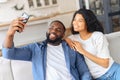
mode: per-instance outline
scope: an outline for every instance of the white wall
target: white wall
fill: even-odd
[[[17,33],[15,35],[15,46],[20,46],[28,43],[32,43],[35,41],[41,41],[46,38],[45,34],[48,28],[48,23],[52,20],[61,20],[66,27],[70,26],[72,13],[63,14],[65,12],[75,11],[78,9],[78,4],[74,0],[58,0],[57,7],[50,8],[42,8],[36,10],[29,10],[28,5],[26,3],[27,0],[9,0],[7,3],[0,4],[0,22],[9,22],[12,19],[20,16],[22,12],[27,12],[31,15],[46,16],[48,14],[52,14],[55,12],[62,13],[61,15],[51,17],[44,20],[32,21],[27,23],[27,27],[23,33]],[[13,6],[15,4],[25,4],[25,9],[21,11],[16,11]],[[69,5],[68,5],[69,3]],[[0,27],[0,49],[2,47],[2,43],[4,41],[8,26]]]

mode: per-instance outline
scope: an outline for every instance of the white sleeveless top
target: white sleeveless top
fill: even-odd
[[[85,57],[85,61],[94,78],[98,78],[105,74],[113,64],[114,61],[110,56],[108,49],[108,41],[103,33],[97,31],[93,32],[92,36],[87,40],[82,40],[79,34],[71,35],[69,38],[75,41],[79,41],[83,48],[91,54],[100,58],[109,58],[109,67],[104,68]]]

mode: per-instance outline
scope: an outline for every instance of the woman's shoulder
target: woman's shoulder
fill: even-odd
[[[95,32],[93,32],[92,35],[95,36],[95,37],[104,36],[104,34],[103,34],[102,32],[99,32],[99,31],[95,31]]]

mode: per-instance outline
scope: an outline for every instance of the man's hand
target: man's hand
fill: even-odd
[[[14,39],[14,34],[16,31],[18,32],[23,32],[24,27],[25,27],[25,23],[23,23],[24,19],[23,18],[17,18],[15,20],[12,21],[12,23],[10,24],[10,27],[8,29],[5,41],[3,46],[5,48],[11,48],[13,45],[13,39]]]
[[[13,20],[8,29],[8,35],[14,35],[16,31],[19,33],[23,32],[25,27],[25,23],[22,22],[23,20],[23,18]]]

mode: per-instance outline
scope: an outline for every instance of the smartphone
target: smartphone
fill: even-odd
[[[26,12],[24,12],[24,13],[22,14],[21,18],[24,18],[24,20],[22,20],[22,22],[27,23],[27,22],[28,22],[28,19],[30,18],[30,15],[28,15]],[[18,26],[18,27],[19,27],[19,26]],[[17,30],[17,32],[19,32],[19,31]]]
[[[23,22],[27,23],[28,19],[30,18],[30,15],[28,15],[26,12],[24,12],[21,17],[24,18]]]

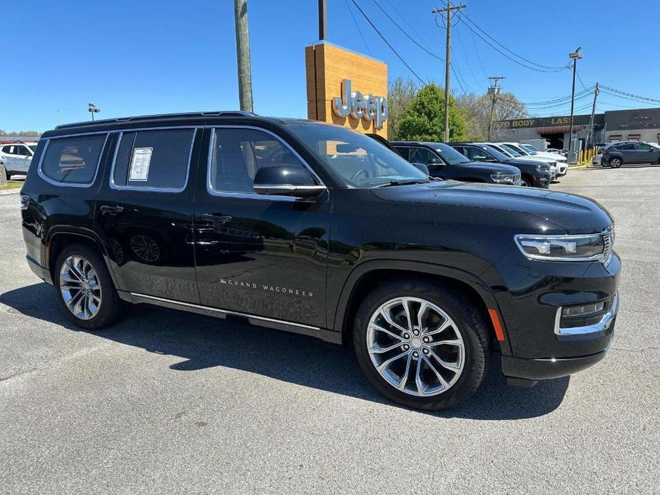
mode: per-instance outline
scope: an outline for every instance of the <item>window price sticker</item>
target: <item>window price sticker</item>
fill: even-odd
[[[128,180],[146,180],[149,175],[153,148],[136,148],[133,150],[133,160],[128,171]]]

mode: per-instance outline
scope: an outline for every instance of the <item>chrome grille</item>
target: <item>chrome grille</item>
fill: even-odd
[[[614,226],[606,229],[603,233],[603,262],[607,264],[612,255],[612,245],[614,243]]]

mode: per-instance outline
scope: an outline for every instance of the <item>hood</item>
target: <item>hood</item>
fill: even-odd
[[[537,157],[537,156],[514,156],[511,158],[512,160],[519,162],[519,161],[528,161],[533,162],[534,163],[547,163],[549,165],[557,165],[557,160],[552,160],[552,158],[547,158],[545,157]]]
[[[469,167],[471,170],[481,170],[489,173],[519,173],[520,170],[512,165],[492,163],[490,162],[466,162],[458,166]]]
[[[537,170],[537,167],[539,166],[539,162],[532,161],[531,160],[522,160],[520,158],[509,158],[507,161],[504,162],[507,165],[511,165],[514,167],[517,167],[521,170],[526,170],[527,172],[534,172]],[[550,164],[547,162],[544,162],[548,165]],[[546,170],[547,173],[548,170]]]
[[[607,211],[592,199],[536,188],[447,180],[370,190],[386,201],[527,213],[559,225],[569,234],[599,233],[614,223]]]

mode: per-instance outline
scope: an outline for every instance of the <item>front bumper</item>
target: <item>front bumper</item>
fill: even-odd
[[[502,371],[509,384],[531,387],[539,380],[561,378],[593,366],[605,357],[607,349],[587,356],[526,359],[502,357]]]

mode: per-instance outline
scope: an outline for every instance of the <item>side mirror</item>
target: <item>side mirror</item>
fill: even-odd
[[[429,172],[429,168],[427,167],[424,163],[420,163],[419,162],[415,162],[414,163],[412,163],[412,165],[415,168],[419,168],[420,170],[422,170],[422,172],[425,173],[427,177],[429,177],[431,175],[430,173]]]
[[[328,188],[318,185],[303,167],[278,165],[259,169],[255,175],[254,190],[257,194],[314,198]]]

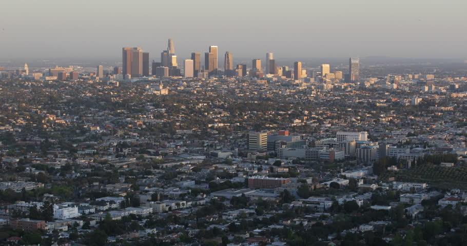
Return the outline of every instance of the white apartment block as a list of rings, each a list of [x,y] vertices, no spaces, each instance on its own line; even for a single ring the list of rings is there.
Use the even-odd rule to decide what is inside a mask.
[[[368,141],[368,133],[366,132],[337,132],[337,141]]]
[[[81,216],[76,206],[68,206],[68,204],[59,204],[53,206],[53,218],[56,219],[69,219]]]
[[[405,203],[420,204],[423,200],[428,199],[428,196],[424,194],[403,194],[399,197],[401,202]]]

### Task
Strip the images and reproduce the remaining records precisely.

### Task output
mode: per-instance outline
scope: an outline for every instance of the white wall
target: white wall
fill: even-odd
[[[17,33],[15,35],[15,46],[20,46],[28,43],[32,43],[35,41],[41,41],[46,38],[45,34],[48,28],[48,23],[52,20],[61,20],[66,27],[70,26],[72,13],[63,14],[65,12],[75,11],[78,9],[78,4],[74,0],[58,0],[57,7],[50,8],[42,8],[36,10],[29,10],[28,5],[26,3],[27,0],[9,0],[7,3],[0,4],[0,22],[9,22],[12,19],[20,16],[22,12],[27,12],[31,15],[46,16],[48,14],[52,14],[55,12],[62,13],[61,15],[51,17],[44,20],[32,21],[27,23],[27,27],[23,33]],[[13,6],[15,4],[25,4],[25,9],[21,11],[16,11]],[[69,5],[68,5],[69,3]],[[0,27],[0,49],[2,47],[2,43],[4,41],[8,26]]]

mode: per-instance outline
scope: an outline for every instance of the white sleeveless top
target: white sleeveless top
fill: even-odd
[[[85,57],[85,61],[94,78],[98,78],[105,74],[113,64],[114,61],[110,56],[108,49],[108,41],[103,33],[97,31],[93,32],[92,36],[87,40],[82,40],[79,34],[71,35],[69,38],[75,41],[79,41],[83,48],[91,54],[100,58],[109,58],[109,67],[104,68]]]

mode: per-instance outline
scope: an outline for every instance of the woman's shoulder
target: woman's shoulder
fill: even-odd
[[[95,32],[93,32],[92,35],[95,36],[95,37],[104,36],[104,34],[103,34],[102,32],[99,32],[99,31],[95,31]]]

mode: per-instance outline
scope: an outline for every instance of the man's hand
target: man's hand
fill: even-odd
[[[14,39],[14,34],[16,31],[18,32],[23,32],[24,27],[25,27],[25,23],[23,23],[24,19],[23,18],[17,18],[15,20],[12,21],[12,23],[10,24],[10,27],[8,29],[5,41],[3,46],[5,48],[11,48],[13,45],[13,39]]]
[[[13,20],[8,29],[8,35],[14,35],[16,31],[19,33],[23,32],[25,27],[25,23],[22,22],[23,20],[23,18]]]

mode: per-instance outline
scope: an outline for every instance of the smartphone
target: smartphone
fill: even-odd
[[[26,12],[24,12],[24,13],[22,14],[21,18],[24,18],[24,20],[22,20],[22,22],[27,23],[27,22],[28,22],[28,19],[30,18],[30,15],[28,15]],[[18,26],[18,27],[19,27],[19,26]],[[17,30],[17,32],[19,32],[19,31]]]
[[[23,22],[27,23],[28,19],[30,18],[30,15],[28,15],[26,12],[24,12],[21,17],[24,18]]]

mode: per-instance outline
scope: an outline for every instance of the <item>window price sticker</item>
target: <item>window price sticker</item>
fill: even-odd
[[[128,180],[146,180],[149,175],[153,148],[136,148],[133,150],[133,160],[128,171]]]

mode: per-instance outline
scope: an outline for every instance of the <item>chrome grille</item>
target: <item>chrome grille</item>
fill: even-odd
[[[614,226],[606,229],[603,233],[603,262],[607,264],[612,255],[612,245],[614,243]]]

mode: per-instance outline
scope: an outline for every instance of the <item>hood</item>
target: <item>hood</item>
fill: even-odd
[[[537,157],[537,156],[514,156],[511,158],[512,160],[519,162],[519,161],[528,161],[533,162],[534,163],[547,163],[549,165],[557,165],[557,160],[552,160],[552,158],[547,158],[545,157]]]
[[[469,167],[471,170],[481,170],[489,173],[519,173],[520,170],[512,165],[492,163],[490,162],[466,162],[458,166]]]
[[[537,170],[537,167],[539,166],[539,162],[532,161],[531,160],[522,160],[520,158],[509,158],[507,161],[504,162],[507,165],[511,165],[514,167],[517,167],[521,170],[526,170],[527,172],[534,172]],[[550,164],[547,162],[544,162],[548,165]],[[546,170],[547,173],[548,170]]]
[[[607,211],[592,199],[536,188],[447,180],[370,190],[386,201],[527,213],[559,225],[569,234],[599,233],[614,223]]]

mode: per-instance outline
scope: an outline for every instance of the <item>front bumper</item>
target: <item>front bumper</item>
fill: even-odd
[[[502,371],[509,384],[531,387],[539,380],[561,378],[593,366],[605,357],[607,349],[587,356],[526,359],[502,357]]]

mode: per-instance outline
scope: an outline for every instance of the <item>side mirror</item>
target: <item>side mirror</item>
fill: even-odd
[[[429,172],[429,168],[427,167],[424,163],[420,163],[419,162],[415,162],[414,163],[412,163],[412,165],[415,168],[419,168],[420,170],[422,170],[422,172],[425,173],[427,177],[429,177],[431,175],[430,173]]]
[[[328,188],[318,185],[303,167],[278,165],[259,169],[255,175],[254,190],[257,194],[314,198]]]

Return the outline of every instance of the white apartment block as a list of rings, each a list of [x,y] vertices, no spaces, each instance on its own line; even for a single ring the list of rings is there.
Use the even-odd rule to decide what is inside a mask.
[[[368,141],[368,133],[366,132],[337,132],[337,141]]]
[[[81,216],[76,206],[68,206],[68,204],[59,204],[53,206],[53,218],[56,219],[69,219]]]
[[[405,203],[420,204],[423,200],[428,199],[428,196],[424,194],[403,194],[399,197],[401,202]]]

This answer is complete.